Image object location entries

───

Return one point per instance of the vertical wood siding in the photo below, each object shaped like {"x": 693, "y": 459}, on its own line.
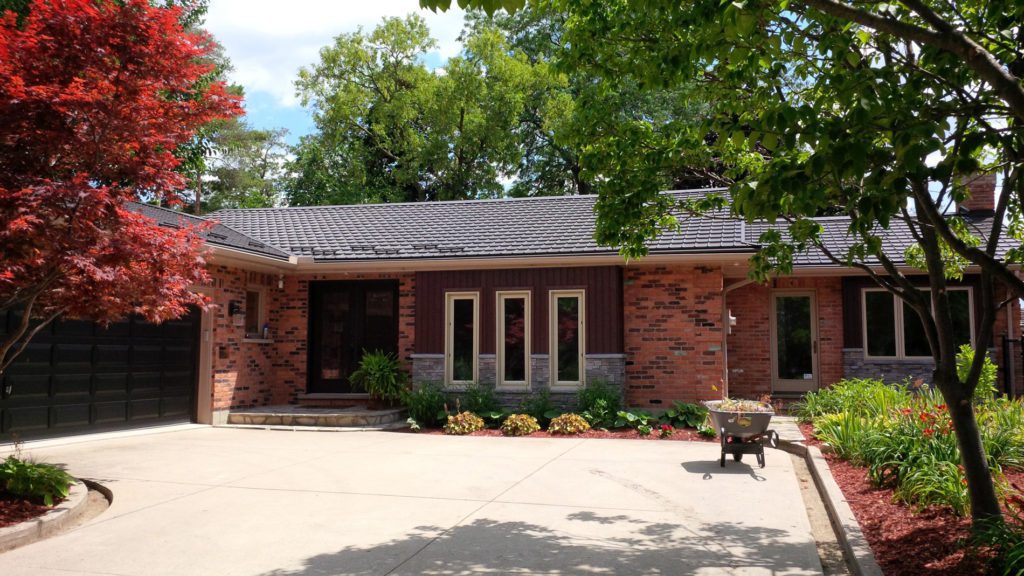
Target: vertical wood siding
{"x": 604, "y": 303}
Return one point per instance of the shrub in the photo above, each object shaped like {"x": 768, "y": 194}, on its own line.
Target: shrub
{"x": 381, "y": 375}
{"x": 568, "y": 424}
{"x": 425, "y": 403}
{"x": 481, "y": 401}
{"x": 986, "y": 381}
{"x": 864, "y": 397}
{"x": 599, "y": 415}
{"x": 683, "y": 415}
{"x": 34, "y": 481}
{"x": 638, "y": 420}
{"x": 519, "y": 424}
{"x": 540, "y": 406}
{"x": 463, "y": 423}
{"x": 597, "y": 391}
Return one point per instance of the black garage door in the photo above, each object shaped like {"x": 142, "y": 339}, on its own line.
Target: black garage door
{"x": 79, "y": 376}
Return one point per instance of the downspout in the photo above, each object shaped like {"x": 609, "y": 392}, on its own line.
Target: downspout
{"x": 725, "y": 332}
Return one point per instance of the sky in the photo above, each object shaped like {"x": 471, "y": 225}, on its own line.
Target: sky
{"x": 267, "y": 42}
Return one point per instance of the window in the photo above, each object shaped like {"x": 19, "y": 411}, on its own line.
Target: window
{"x": 892, "y": 329}
{"x": 566, "y": 316}
{"x": 513, "y": 339}
{"x": 462, "y": 341}
{"x": 254, "y": 314}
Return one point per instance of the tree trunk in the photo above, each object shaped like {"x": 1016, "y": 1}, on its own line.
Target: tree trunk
{"x": 984, "y": 503}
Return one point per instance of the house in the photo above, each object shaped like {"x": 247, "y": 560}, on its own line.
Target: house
{"x": 510, "y": 293}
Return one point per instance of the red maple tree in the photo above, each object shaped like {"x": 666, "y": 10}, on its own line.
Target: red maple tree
{"x": 94, "y": 97}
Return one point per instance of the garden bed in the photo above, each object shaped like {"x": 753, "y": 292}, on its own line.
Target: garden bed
{"x": 906, "y": 541}
{"x": 15, "y": 509}
{"x": 686, "y": 435}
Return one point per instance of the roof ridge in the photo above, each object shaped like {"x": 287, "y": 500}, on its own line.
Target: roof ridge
{"x": 561, "y": 197}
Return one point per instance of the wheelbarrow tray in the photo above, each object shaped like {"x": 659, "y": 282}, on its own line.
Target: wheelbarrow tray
{"x": 740, "y": 425}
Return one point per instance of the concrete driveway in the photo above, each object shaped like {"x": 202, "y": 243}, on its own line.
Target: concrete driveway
{"x": 223, "y": 501}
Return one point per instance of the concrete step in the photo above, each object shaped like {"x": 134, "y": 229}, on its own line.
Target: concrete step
{"x": 356, "y": 416}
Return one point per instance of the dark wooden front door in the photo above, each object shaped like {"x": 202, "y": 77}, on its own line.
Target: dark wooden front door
{"x": 80, "y": 376}
{"x": 345, "y": 320}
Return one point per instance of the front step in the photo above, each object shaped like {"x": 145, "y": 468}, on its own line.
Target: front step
{"x": 353, "y": 417}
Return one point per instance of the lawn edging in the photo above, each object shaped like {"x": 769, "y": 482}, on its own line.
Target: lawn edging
{"x": 49, "y": 524}
{"x": 848, "y": 531}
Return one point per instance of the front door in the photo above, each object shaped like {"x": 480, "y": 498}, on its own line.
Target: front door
{"x": 795, "y": 342}
{"x": 345, "y": 320}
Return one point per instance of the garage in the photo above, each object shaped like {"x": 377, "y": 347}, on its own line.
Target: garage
{"x": 81, "y": 376}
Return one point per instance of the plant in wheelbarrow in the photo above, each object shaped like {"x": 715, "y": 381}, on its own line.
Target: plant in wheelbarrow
{"x": 742, "y": 427}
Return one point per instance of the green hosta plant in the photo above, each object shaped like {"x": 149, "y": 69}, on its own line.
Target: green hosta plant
{"x": 463, "y": 423}
{"x": 638, "y": 420}
{"x": 683, "y": 415}
{"x": 568, "y": 424}
{"x": 519, "y": 424}
{"x": 381, "y": 375}
{"x": 34, "y": 481}
{"x": 599, "y": 415}
{"x": 425, "y": 403}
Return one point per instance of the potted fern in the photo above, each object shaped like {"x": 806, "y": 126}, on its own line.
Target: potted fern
{"x": 381, "y": 375}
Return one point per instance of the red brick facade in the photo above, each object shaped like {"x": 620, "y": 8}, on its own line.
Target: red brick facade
{"x": 250, "y": 373}
{"x": 750, "y": 343}
{"x": 673, "y": 339}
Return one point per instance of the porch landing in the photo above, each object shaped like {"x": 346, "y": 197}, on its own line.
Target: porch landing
{"x": 305, "y": 416}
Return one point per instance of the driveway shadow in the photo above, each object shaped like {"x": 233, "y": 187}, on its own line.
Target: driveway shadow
{"x": 632, "y": 546}
{"x": 709, "y": 469}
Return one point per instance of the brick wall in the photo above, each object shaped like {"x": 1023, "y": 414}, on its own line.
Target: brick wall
{"x": 673, "y": 334}
{"x": 243, "y": 370}
{"x": 750, "y": 343}
{"x": 252, "y": 373}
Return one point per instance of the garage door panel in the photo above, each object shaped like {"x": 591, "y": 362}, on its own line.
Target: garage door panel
{"x": 37, "y": 353}
{"x": 111, "y": 355}
{"x": 144, "y": 382}
{"x": 145, "y": 356}
{"x": 73, "y": 329}
{"x": 72, "y": 384}
{"x": 30, "y": 385}
{"x": 112, "y": 383}
{"x": 145, "y": 409}
{"x": 71, "y": 415}
{"x": 77, "y": 376}
{"x": 29, "y": 418}
{"x": 68, "y": 356}
{"x": 111, "y": 412}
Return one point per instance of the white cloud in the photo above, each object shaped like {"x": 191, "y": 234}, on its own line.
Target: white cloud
{"x": 269, "y": 41}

───

▶ **What is required**
Leaving the pictures aside, transcribe the entire listing exactly.

▶ **Problem solution**
Return one point per instance of the vertical wood siding in the photo below, each object shaped like {"x": 693, "y": 459}, on its own line.
Target: vertical wood siding
{"x": 604, "y": 303}
Return one point per instance of the shrub in the photo above, each object shaped like {"x": 768, "y": 194}, on its own line.
Target: shrub
{"x": 381, "y": 375}
{"x": 568, "y": 424}
{"x": 425, "y": 403}
{"x": 481, "y": 401}
{"x": 986, "y": 381}
{"x": 864, "y": 397}
{"x": 599, "y": 415}
{"x": 683, "y": 415}
{"x": 34, "y": 481}
{"x": 638, "y": 420}
{"x": 519, "y": 424}
{"x": 540, "y": 406}
{"x": 463, "y": 423}
{"x": 597, "y": 391}
Return one point per instance of the black garage door in the photo above, each object shaped like {"x": 142, "y": 339}, on its own line.
Target: black garage door
{"x": 79, "y": 376}
Return one point per instance of the downspout in the photo above, each object shaped like {"x": 609, "y": 392}, on its own line.
Target: downspout
{"x": 725, "y": 332}
Return one point per instance of the sky in the photo above, each object shaped like {"x": 471, "y": 225}, on its own line.
Target: sky
{"x": 267, "y": 42}
Return one point per instance of the window in the photo above, each object shaped like {"x": 19, "y": 411}, on its own line.
Target: window
{"x": 892, "y": 329}
{"x": 566, "y": 316}
{"x": 513, "y": 339}
{"x": 462, "y": 341}
{"x": 254, "y": 314}
Return one point per instance of the tree trunk in the photo above, each object shaped like {"x": 1016, "y": 1}, on its own line.
Target: tree trunk
{"x": 984, "y": 503}
Return one point per instance of the house in the photo above, each object shaped like {"x": 247, "y": 560}, on its own line.
Target: house
{"x": 510, "y": 293}
Return one point per instance of the red maple tree in the photo above, each object shaped like {"x": 666, "y": 10}, on its own line.
Target: red maple tree
{"x": 94, "y": 97}
Return one point per instance of the garden bed in the photo above, each object shaped like {"x": 753, "y": 292}, on its own line.
Target: garden bed
{"x": 906, "y": 541}
{"x": 15, "y": 509}
{"x": 686, "y": 435}
Return one point per instance of the roof ridge in the photo above, each object shaped like {"x": 287, "y": 500}, on its own line.
Target: roof ridge
{"x": 561, "y": 197}
Return one point per instance of the wheelbarrow tray in the photo above, each object shaped like {"x": 659, "y": 282}, on its own line.
Target: wheelbarrow tray
{"x": 740, "y": 425}
Return one point per instance of the concrete driveway in the photo above, each object shaped like {"x": 202, "y": 243}, on its own line.
Target: concrete driveway
{"x": 223, "y": 501}
Return one point per instance of the concrete step in the photo above, each object shaped like {"x": 134, "y": 229}, on its own line.
Target: concrete step
{"x": 356, "y": 416}
Return one point per instance of the dark wooden front door in the photo above, each object shaped like {"x": 202, "y": 77}, on its own line.
Target: dark wooden front door
{"x": 80, "y": 376}
{"x": 345, "y": 320}
Return one point per instance of the front step in the photo above, each object shaped like {"x": 145, "y": 468}, on its own line.
Target: front step
{"x": 353, "y": 417}
Return one point per instance of the lawn edging in the photo above, each object shaped like {"x": 769, "y": 482}, on its own line.
Target: lawn edging
{"x": 49, "y": 524}
{"x": 848, "y": 531}
Return one point per instance of the front door in the photo above, each object shaped like {"x": 480, "y": 498}, on its own line.
Target: front door
{"x": 795, "y": 342}
{"x": 345, "y": 320}
Return one point per instance of the garage in the photo above, each object shaped like {"x": 377, "y": 347}, on its own line.
Target: garage
{"x": 81, "y": 376}
Return one point per instance of the plant in wheelbarrow in the photo above, each object shaped like {"x": 715, "y": 381}, on its own line.
Target: plant in wheelbarrow
{"x": 742, "y": 427}
Return one point per instance of the green hosta plant in the photo above, each object shaped like {"x": 149, "y": 69}, on its own line.
Target: green hosta plant
{"x": 463, "y": 423}
{"x": 638, "y": 420}
{"x": 683, "y": 415}
{"x": 568, "y": 424}
{"x": 519, "y": 424}
{"x": 381, "y": 375}
{"x": 34, "y": 481}
{"x": 599, "y": 415}
{"x": 425, "y": 403}
Return one point per instance of the potted fern in the photo above, each object shaped like {"x": 806, "y": 126}, on its own line.
Target: potted fern
{"x": 381, "y": 375}
Return one point per instance of the red brick facade in the photo above, each object shaped like {"x": 620, "y": 8}, on its own line.
Target: red brick facade
{"x": 250, "y": 373}
{"x": 750, "y": 343}
{"x": 673, "y": 339}
Return one point per instance of the porch landing in the photo above, each object shaped like {"x": 346, "y": 197}, on its own line.
Target: porch landing
{"x": 305, "y": 416}
Return one point per instance of the driveway shadow in the photo above, each object shaped like {"x": 233, "y": 187}, on its own line.
Target: driveway shadow
{"x": 632, "y": 546}
{"x": 709, "y": 469}
Return one point per instance of the brick wall in the photo above, each object shaped like {"x": 1023, "y": 414}, on its own line.
Target: brick wall
{"x": 673, "y": 334}
{"x": 243, "y": 370}
{"x": 750, "y": 343}
{"x": 252, "y": 373}
Return one point per instance of the garage door panel in the photo above, each object shaped like {"x": 591, "y": 362}, on its own line.
Target: garage door panel
{"x": 37, "y": 353}
{"x": 111, "y": 355}
{"x": 144, "y": 382}
{"x": 145, "y": 356}
{"x": 73, "y": 329}
{"x": 72, "y": 384}
{"x": 30, "y": 385}
{"x": 112, "y": 383}
{"x": 145, "y": 409}
{"x": 71, "y": 415}
{"x": 77, "y": 376}
{"x": 29, "y": 418}
{"x": 68, "y": 356}
{"x": 111, "y": 412}
Return one point per instance of the white cloud in the photo above, each object shaped like {"x": 191, "y": 234}, on its own line.
Target: white cloud
{"x": 269, "y": 41}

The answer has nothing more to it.